======== DATI FORNITI ========
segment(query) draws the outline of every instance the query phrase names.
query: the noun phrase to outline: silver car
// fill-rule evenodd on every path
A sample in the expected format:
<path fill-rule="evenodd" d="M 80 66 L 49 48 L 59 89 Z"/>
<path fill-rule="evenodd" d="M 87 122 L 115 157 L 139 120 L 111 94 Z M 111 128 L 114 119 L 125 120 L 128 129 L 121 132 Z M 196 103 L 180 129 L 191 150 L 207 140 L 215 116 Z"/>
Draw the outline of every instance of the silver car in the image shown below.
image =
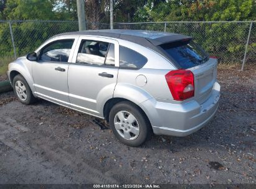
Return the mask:
<path fill-rule="evenodd" d="M 9 65 L 20 101 L 40 98 L 100 118 L 131 146 L 185 136 L 214 116 L 217 60 L 192 37 L 99 30 L 59 34 Z"/>

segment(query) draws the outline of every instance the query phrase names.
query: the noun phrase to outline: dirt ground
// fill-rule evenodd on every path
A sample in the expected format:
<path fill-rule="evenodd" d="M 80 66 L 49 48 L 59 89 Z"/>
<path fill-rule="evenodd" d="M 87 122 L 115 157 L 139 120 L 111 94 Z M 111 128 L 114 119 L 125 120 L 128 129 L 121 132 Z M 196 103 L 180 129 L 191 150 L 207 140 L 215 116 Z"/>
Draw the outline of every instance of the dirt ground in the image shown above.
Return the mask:
<path fill-rule="evenodd" d="M 219 110 L 185 137 L 118 142 L 93 118 L 0 94 L 0 183 L 255 183 L 256 69 L 219 70 Z"/>

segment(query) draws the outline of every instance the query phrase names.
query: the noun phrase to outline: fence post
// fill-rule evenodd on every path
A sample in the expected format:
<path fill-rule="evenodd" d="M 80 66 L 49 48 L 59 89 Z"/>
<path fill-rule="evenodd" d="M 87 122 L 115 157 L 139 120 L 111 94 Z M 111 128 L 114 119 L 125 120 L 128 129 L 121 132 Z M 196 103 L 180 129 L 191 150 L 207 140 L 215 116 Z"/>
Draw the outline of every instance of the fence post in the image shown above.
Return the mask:
<path fill-rule="evenodd" d="M 247 42 L 246 42 L 246 45 L 245 45 L 245 51 L 244 52 L 243 64 L 242 65 L 241 71 L 244 70 L 244 64 L 245 63 L 246 54 L 247 53 L 247 48 L 248 48 L 248 45 L 249 44 L 250 37 L 250 32 L 252 30 L 252 22 L 251 22 L 250 24 L 249 33 L 248 34 Z"/>
<path fill-rule="evenodd" d="M 11 24 L 11 22 L 9 22 L 9 26 L 10 27 L 11 37 L 12 38 L 12 46 L 13 46 L 13 51 L 14 51 L 14 57 L 15 57 L 15 59 L 16 59 L 16 58 L 17 58 L 16 48 L 15 48 L 14 39 L 14 37 L 13 37 L 12 29 L 12 24 Z"/>

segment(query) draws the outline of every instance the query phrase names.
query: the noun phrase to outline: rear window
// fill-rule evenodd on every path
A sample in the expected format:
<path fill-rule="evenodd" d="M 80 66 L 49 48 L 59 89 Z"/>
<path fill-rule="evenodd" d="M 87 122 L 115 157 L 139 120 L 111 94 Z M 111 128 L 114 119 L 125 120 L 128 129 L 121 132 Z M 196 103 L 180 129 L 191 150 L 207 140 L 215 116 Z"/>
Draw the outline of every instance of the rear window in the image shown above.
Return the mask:
<path fill-rule="evenodd" d="M 181 68 L 192 68 L 209 60 L 208 54 L 192 40 L 178 41 L 160 46 Z"/>

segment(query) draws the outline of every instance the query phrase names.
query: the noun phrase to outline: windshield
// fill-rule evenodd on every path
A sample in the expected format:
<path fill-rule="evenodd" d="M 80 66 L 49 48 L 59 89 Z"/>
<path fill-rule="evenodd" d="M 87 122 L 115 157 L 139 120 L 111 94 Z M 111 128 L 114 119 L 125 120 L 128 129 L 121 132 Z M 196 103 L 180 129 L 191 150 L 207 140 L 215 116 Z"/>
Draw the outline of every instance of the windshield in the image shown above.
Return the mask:
<path fill-rule="evenodd" d="M 209 55 L 192 40 L 178 41 L 160 45 L 172 60 L 187 69 L 203 64 Z"/>

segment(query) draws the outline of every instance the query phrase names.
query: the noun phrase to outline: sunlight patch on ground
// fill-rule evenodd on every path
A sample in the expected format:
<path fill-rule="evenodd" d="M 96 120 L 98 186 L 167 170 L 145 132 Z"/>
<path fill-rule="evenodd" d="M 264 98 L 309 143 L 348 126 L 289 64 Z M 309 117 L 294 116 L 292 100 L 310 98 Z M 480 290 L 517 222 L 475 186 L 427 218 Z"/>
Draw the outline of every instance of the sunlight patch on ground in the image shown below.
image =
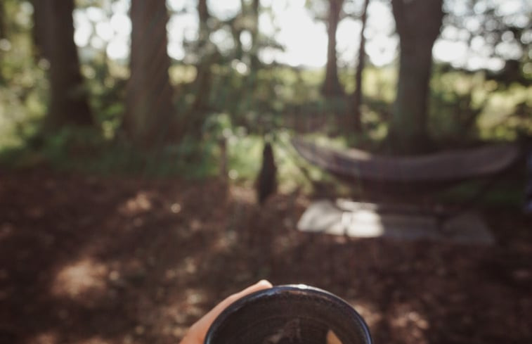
========
SCOPO DELL'ESERCIZIO
Riproduci esattamente tutte le righe dei record qui sopra e lascia fuori le immagini dalla risposta.

RISPOSTA
segment(query) draws the outline of every instance the query phrase names.
query: the noun phrase to outline: silver car
// fill-rule evenodd on every path
A sample in the expected format:
<path fill-rule="evenodd" d="M 80 66 L 49 48 L 59 89 Z"/>
<path fill-rule="evenodd" d="M 87 122 L 115 157 L 139 120 L 111 94 Z M 111 128 L 114 119 L 125 120 L 128 129 L 121 132 Z M 196 103 L 180 129 L 191 150 L 207 140 L 215 116 Z"/>
Draw the outline of every instance of the silver car in the image shown below.
image =
Return the mask:
<path fill-rule="evenodd" d="M 9 65 L 20 101 L 40 98 L 100 118 L 131 146 L 185 136 L 214 116 L 217 60 L 192 37 L 99 30 L 59 34 Z"/>

segment(query) draws the outline of every instance the query phrase names.
query: the noun phrase to outline: dirt ground
// fill-rule evenodd on every path
A sample in the expected format:
<path fill-rule="evenodd" d="M 80 66 L 49 48 L 59 89 Z"/>
<path fill-rule="evenodd" d="M 87 122 L 115 157 L 139 120 L 111 94 Z M 111 128 L 114 119 L 125 120 L 128 129 L 121 132 Z M 196 103 L 180 129 L 191 150 L 207 140 L 215 116 Z"/>
Draw the outline of every instance of the dirt ground in the image shown above.
Return the mask:
<path fill-rule="evenodd" d="M 219 110 L 185 137 L 118 142 L 93 118 L 0 94 L 0 183 L 255 183 L 256 69 L 219 70 Z"/>

segment(query) draws the outline of every instance the query phrase names.
query: the noun phrase to outline: fence post
// fill-rule evenodd on every path
A sample in the expected format:
<path fill-rule="evenodd" d="M 80 66 L 49 48 L 59 89 Z"/>
<path fill-rule="evenodd" d="M 87 122 L 115 157 L 139 120 L 111 94 Z M 111 128 L 114 119 L 125 120 L 128 129 L 121 132 Z M 196 103 L 180 129 L 191 150 L 207 140 L 215 116 Z"/>
Draw the outline of every instance of the fence post in the image shown above.
Return the mask:
<path fill-rule="evenodd" d="M 247 42 L 246 42 L 246 45 L 245 45 L 245 51 L 244 52 L 243 64 L 242 65 L 241 71 L 244 70 L 244 64 L 245 63 L 246 54 L 247 53 L 247 48 L 248 48 L 248 45 L 249 44 L 250 37 L 250 32 L 252 30 L 252 22 L 251 22 L 250 24 L 249 33 L 248 34 Z"/>
<path fill-rule="evenodd" d="M 11 24 L 11 22 L 9 22 L 9 26 L 10 27 L 11 37 L 12 38 L 12 46 L 13 46 L 13 51 L 14 51 L 14 57 L 15 57 L 15 59 L 16 59 L 16 58 L 17 58 L 16 48 L 15 48 L 14 39 L 14 37 L 13 37 L 12 29 L 12 24 Z"/>

segment(query) draws the outline of every instance the query phrase names.
query: the noun phrase to outline: rear window
// fill-rule evenodd on every path
A sample in the expected format:
<path fill-rule="evenodd" d="M 80 66 L 49 48 L 59 89 Z"/>
<path fill-rule="evenodd" d="M 87 122 L 115 157 L 139 120 L 111 94 Z M 111 128 L 114 119 L 125 120 L 128 129 L 121 132 Z M 196 103 L 180 129 L 191 150 L 207 140 L 215 116 Z"/>
Draw the outline of every instance of the rear window in the image shown above.
Return the mask:
<path fill-rule="evenodd" d="M 181 68 L 192 68 L 209 60 L 208 54 L 192 40 L 178 41 L 160 46 Z"/>

segment(query) draws the outline of every instance the query phrase names.
query: the noun phrase to outline: windshield
// fill-rule evenodd on every path
A sample in the expected format:
<path fill-rule="evenodd" d="M 80 66 L 49 48 L 59 89 Z"/>
<path fill-rule="evenodd" d="M 87 122 L 115 157 L 139 120 L 111 94 Z M 111 128 L 114 119 L 125 120 L 128 129 L 121 132 Z M 196 103 L 180 129 L 191 150 L 207 140 L 215 116 Z"/>
Draw the outline of every instance of the windshield in the image shown above.
Return the mask:
<path fill-rule="evenodd" d="M 209 55 L 192 40 L 178 41 L 160 45 L 172 60 L 187 69 L 203 64 Z"/>

segment(query) draws the outline of every instance the query phrase names.
query: the noun phrase to outline: sunlight patch on ground
// fill-rule evenodd on every path
A sample in the expected format:
<path fill-rule="evenodd" d="M 96 120 L 98 186 L 167 170 L 145 132 Z"/>
<path fill-rule="evenodd" d="M 264 98 L 309 143 L 348 126 L 289 64 Z M 309 117 L 294 116 L 292 100 L 310 98 Z M 480 290 L 517 222 L 475 186 L 427 218 Z"/>
Draw the outline of every instance of the sunlight patch on ground in the image shown below.
image =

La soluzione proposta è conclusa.